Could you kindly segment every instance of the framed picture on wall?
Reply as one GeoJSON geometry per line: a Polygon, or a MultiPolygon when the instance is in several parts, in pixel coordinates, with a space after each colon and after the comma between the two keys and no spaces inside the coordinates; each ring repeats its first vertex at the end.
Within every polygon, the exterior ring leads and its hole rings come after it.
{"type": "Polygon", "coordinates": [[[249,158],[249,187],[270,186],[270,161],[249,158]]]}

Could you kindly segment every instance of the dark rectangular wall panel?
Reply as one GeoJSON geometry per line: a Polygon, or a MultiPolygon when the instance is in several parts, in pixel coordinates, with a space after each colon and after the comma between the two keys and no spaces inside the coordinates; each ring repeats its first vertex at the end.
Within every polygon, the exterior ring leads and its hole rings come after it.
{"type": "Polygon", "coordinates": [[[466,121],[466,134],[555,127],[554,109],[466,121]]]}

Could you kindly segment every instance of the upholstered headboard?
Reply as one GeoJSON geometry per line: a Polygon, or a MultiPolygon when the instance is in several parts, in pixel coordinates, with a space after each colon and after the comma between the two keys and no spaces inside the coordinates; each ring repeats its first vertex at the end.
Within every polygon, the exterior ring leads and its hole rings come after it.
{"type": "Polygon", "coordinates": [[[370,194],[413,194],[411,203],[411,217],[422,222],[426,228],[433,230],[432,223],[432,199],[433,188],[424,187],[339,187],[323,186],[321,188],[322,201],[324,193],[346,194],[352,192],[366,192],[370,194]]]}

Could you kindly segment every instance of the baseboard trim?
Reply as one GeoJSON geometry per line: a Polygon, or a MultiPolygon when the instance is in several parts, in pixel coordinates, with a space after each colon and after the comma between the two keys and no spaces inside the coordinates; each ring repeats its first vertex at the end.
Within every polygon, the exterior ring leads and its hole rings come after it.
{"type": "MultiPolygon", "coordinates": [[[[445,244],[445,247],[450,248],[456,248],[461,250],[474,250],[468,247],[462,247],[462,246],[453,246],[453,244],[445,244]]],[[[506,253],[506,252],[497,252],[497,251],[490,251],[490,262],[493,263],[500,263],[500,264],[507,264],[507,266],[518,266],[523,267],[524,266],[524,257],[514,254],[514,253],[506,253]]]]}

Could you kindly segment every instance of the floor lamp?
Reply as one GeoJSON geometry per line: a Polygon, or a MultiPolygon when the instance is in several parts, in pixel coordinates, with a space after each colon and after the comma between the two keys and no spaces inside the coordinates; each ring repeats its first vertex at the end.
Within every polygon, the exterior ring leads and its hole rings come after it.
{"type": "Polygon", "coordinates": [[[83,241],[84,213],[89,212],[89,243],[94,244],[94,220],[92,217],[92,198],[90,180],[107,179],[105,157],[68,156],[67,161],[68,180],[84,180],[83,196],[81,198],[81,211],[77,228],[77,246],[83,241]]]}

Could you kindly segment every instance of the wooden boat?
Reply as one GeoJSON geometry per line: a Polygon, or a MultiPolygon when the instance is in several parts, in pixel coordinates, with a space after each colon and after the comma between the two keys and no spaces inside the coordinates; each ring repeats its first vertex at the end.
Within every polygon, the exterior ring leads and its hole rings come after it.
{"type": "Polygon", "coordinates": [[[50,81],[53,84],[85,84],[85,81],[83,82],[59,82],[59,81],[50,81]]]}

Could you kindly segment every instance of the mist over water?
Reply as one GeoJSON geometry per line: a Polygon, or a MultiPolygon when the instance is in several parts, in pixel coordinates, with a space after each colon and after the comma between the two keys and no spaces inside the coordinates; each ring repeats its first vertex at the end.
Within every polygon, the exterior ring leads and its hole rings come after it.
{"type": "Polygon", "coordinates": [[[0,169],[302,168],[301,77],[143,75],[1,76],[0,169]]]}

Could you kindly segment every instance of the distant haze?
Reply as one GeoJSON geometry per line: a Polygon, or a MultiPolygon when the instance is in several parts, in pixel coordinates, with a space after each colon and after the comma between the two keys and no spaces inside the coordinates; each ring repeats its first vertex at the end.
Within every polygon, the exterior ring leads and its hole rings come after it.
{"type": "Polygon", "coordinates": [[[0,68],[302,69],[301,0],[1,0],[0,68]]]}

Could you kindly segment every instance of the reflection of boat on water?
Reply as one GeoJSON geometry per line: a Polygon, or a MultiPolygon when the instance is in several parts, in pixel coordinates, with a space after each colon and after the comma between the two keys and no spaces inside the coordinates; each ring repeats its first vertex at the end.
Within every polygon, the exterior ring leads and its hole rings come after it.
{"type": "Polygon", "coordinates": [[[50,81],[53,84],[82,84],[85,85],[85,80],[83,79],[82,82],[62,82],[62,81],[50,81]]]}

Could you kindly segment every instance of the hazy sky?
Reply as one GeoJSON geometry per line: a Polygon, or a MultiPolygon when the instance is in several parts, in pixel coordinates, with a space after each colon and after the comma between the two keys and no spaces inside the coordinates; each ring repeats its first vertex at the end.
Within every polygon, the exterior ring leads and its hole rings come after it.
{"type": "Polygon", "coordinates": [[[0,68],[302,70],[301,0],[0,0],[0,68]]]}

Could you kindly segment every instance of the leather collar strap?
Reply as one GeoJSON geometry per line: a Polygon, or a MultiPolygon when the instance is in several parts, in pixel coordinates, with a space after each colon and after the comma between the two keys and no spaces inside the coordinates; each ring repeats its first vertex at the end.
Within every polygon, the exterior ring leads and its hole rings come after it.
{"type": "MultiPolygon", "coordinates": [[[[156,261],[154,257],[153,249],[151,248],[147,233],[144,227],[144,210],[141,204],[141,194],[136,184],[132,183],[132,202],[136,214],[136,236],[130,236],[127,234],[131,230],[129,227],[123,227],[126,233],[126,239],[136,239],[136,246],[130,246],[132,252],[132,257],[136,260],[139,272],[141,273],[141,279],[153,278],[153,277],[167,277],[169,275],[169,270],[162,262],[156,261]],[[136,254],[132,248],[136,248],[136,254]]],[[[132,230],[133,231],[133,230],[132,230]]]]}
──────
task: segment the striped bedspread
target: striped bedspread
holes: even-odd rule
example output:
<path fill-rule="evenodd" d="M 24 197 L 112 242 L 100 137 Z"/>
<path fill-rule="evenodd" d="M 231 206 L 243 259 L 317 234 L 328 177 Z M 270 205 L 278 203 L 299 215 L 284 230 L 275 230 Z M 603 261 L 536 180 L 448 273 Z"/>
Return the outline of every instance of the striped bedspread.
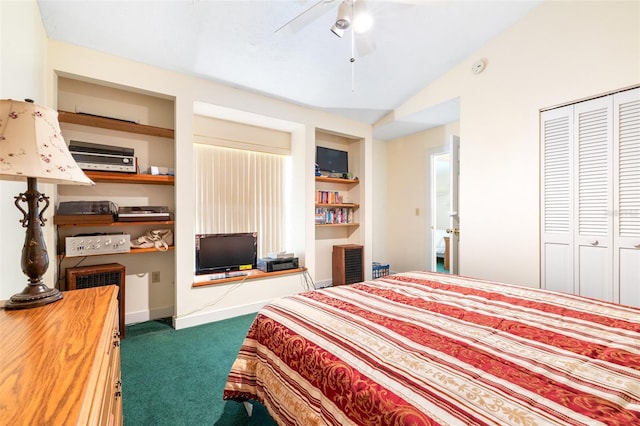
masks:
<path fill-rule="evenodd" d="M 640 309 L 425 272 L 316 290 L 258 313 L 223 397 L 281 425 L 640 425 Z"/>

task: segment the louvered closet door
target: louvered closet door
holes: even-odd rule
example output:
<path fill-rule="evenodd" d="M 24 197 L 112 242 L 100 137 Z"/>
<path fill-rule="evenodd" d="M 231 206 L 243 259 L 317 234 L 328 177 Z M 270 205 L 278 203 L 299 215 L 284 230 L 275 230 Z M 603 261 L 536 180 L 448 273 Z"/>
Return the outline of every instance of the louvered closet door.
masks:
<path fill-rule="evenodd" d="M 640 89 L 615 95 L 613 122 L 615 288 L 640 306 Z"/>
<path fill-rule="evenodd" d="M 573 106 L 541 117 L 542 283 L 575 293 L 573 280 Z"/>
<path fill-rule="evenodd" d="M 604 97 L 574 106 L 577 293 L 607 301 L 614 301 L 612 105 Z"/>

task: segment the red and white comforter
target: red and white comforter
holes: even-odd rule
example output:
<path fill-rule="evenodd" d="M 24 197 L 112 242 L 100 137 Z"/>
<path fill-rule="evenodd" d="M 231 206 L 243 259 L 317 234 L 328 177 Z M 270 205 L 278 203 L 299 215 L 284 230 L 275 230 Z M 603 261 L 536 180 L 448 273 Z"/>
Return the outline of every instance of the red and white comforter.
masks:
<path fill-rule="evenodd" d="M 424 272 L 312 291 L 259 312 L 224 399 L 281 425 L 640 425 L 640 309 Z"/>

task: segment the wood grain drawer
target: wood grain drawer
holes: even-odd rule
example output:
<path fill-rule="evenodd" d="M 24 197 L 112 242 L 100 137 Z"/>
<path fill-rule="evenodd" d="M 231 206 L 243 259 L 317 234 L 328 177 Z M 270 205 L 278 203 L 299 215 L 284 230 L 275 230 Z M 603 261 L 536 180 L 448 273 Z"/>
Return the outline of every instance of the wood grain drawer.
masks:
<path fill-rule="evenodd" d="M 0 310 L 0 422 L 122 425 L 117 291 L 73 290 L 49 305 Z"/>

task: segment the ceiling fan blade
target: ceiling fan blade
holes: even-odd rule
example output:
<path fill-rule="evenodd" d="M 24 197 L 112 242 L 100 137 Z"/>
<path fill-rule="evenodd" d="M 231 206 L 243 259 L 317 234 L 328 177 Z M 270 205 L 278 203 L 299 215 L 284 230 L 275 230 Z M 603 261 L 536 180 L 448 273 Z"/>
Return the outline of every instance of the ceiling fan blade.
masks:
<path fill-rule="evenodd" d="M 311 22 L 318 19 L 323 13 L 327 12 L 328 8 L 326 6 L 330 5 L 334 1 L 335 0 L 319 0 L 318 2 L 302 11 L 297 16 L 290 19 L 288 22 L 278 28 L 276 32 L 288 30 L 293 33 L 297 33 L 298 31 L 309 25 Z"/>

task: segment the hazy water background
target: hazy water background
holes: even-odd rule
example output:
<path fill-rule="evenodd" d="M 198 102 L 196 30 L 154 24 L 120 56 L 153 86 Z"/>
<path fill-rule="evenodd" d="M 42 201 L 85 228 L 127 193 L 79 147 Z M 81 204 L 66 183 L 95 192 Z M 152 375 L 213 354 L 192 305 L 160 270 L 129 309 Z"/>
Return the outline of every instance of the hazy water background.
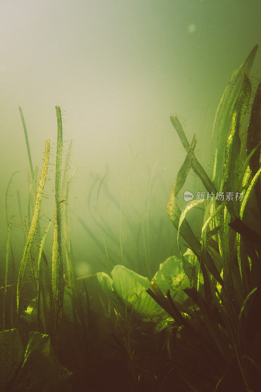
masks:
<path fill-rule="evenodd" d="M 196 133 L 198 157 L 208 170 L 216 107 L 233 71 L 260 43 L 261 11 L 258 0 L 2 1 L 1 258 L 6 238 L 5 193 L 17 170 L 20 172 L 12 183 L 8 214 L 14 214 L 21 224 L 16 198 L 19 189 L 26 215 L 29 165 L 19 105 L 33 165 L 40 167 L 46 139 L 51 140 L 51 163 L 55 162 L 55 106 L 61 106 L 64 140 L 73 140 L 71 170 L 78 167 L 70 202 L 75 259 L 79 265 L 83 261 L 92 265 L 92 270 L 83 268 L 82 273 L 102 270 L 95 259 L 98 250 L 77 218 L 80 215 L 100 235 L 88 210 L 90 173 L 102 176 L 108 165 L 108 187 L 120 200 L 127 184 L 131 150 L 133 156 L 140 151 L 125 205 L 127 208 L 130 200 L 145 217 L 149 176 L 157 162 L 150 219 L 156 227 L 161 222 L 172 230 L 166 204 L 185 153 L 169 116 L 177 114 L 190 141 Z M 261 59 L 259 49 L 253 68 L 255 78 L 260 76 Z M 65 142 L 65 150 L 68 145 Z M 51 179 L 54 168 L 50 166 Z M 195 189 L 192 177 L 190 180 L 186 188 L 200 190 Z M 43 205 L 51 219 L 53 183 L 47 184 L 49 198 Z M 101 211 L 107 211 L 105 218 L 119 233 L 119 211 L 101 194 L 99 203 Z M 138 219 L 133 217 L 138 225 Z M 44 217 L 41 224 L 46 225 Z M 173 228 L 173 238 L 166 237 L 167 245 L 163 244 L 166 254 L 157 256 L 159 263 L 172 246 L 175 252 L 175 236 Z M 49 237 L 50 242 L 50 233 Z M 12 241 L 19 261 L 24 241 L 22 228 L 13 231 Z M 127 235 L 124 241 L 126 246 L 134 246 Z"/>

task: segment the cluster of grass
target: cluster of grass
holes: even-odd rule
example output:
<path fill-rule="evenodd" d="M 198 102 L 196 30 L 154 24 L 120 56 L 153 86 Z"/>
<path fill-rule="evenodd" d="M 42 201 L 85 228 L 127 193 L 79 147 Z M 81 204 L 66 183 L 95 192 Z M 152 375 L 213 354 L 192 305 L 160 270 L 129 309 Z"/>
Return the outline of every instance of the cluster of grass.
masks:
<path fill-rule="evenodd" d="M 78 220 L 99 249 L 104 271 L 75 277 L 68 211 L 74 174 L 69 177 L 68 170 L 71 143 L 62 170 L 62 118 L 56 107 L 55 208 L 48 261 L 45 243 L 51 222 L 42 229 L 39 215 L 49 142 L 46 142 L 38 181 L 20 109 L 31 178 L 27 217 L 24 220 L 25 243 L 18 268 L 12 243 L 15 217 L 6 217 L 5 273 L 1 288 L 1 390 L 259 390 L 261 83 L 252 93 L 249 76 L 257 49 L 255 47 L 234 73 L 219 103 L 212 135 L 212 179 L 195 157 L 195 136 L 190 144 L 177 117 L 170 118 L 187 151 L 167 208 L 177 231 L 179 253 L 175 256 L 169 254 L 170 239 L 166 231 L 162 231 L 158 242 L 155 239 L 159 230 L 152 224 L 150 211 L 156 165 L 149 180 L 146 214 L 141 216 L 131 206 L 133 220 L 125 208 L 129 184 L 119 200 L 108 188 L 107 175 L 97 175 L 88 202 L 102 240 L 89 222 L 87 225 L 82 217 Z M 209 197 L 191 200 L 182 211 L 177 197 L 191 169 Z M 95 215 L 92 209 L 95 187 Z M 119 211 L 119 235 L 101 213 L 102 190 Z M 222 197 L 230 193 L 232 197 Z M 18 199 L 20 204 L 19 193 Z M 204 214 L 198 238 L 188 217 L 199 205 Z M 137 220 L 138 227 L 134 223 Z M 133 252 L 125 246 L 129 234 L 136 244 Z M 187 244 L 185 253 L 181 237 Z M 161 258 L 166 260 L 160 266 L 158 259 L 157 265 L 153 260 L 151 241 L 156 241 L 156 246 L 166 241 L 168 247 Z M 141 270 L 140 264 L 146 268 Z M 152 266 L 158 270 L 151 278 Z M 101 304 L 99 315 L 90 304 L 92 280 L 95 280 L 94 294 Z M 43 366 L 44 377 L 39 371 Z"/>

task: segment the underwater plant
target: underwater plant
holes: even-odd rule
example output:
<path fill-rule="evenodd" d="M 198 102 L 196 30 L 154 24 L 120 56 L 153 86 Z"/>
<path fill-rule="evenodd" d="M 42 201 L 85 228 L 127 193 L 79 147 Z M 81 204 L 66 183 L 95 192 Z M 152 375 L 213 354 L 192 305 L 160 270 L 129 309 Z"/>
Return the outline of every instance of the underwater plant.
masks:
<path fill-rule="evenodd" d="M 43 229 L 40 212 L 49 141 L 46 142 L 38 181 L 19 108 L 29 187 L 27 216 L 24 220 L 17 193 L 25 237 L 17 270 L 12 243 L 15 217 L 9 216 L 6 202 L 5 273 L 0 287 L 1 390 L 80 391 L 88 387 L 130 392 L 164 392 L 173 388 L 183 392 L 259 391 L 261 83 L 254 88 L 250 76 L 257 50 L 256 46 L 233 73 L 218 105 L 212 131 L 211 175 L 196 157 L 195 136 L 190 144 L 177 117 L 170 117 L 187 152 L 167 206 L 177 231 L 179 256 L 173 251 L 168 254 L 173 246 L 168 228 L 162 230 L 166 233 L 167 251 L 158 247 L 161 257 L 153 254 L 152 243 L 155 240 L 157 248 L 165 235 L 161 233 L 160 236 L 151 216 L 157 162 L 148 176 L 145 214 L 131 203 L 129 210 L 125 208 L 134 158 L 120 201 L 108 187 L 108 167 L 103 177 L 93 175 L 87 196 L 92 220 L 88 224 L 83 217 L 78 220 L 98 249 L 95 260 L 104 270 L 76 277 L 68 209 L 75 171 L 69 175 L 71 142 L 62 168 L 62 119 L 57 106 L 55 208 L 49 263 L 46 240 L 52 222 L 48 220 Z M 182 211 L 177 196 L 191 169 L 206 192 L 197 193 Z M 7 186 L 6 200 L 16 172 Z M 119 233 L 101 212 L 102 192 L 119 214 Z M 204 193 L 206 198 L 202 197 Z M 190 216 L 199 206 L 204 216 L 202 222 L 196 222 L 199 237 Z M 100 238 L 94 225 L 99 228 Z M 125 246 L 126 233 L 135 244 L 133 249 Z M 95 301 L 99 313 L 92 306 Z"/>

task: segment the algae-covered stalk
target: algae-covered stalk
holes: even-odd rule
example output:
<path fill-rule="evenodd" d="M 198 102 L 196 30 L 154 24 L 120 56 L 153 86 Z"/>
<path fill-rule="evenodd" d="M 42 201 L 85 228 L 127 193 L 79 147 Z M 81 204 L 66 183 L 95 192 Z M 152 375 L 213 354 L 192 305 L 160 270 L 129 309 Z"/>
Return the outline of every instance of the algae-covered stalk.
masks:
──────
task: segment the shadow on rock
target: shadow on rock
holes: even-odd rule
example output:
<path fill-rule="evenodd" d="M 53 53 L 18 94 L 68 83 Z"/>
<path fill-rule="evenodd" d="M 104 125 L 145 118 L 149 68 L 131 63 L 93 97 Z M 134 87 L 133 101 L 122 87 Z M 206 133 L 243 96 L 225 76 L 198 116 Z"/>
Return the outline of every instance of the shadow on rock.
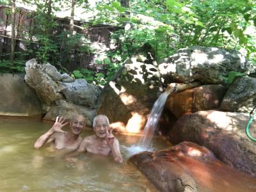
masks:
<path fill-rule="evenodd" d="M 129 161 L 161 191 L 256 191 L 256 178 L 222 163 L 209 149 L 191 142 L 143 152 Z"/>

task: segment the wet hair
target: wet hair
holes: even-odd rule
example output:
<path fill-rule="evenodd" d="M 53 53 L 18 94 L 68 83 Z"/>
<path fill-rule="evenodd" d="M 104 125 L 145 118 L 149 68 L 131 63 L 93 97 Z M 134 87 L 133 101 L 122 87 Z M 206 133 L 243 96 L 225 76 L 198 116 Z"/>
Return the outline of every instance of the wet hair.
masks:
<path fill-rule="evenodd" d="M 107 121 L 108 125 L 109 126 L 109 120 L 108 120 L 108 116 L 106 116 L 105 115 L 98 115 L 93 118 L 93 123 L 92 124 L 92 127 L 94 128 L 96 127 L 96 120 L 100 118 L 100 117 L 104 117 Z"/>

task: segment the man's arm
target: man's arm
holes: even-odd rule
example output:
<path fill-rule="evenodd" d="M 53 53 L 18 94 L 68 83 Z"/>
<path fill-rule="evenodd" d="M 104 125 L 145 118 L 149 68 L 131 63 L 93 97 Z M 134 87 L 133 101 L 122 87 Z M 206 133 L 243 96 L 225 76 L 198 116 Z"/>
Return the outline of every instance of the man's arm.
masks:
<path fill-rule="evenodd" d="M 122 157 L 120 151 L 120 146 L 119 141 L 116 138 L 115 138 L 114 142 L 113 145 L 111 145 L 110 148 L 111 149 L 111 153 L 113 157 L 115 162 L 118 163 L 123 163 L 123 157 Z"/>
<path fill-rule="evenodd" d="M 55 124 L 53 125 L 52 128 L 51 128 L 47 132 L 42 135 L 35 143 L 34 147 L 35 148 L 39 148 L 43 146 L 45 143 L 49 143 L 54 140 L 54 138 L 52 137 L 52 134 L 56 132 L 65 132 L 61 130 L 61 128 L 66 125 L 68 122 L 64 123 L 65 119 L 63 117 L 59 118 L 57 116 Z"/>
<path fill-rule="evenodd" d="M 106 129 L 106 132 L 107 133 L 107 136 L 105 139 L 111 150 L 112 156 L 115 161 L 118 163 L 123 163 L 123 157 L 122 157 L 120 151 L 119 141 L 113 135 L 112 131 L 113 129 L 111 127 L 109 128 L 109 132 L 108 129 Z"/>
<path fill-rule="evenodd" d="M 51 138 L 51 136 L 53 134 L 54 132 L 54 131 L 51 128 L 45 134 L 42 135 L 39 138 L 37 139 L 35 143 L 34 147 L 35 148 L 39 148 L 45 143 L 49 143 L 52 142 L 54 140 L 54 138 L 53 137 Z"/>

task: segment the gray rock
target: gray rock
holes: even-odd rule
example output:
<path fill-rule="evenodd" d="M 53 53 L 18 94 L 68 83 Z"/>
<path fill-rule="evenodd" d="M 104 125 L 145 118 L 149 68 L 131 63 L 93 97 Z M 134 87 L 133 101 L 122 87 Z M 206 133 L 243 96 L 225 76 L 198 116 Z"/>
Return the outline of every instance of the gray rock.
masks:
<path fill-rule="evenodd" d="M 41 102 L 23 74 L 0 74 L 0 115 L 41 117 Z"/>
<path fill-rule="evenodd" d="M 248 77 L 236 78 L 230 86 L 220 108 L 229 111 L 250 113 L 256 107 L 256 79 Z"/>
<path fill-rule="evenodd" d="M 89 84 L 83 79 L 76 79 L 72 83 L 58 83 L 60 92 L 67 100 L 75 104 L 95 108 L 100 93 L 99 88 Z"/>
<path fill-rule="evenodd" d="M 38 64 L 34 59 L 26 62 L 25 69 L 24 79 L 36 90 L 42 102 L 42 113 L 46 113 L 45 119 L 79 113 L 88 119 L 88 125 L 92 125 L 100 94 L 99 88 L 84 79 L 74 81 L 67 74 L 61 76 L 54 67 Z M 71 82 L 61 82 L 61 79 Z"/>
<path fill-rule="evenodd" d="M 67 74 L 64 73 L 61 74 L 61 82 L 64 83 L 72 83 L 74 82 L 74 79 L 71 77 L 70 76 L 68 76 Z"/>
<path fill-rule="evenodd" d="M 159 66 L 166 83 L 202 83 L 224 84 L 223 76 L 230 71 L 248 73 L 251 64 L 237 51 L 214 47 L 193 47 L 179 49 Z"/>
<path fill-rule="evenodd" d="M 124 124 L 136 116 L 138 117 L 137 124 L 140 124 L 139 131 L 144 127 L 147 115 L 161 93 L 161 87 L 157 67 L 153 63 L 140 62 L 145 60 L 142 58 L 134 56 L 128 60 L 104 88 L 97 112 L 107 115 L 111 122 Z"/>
──────
- [Brief]: Please pull out every line in the entries above that contains the word "closet", and list each one on its own line.

- [Right answer]:
task: segment the louvered closet door
target: louvered closet door
Return the outline of every instance of the louvered closet door.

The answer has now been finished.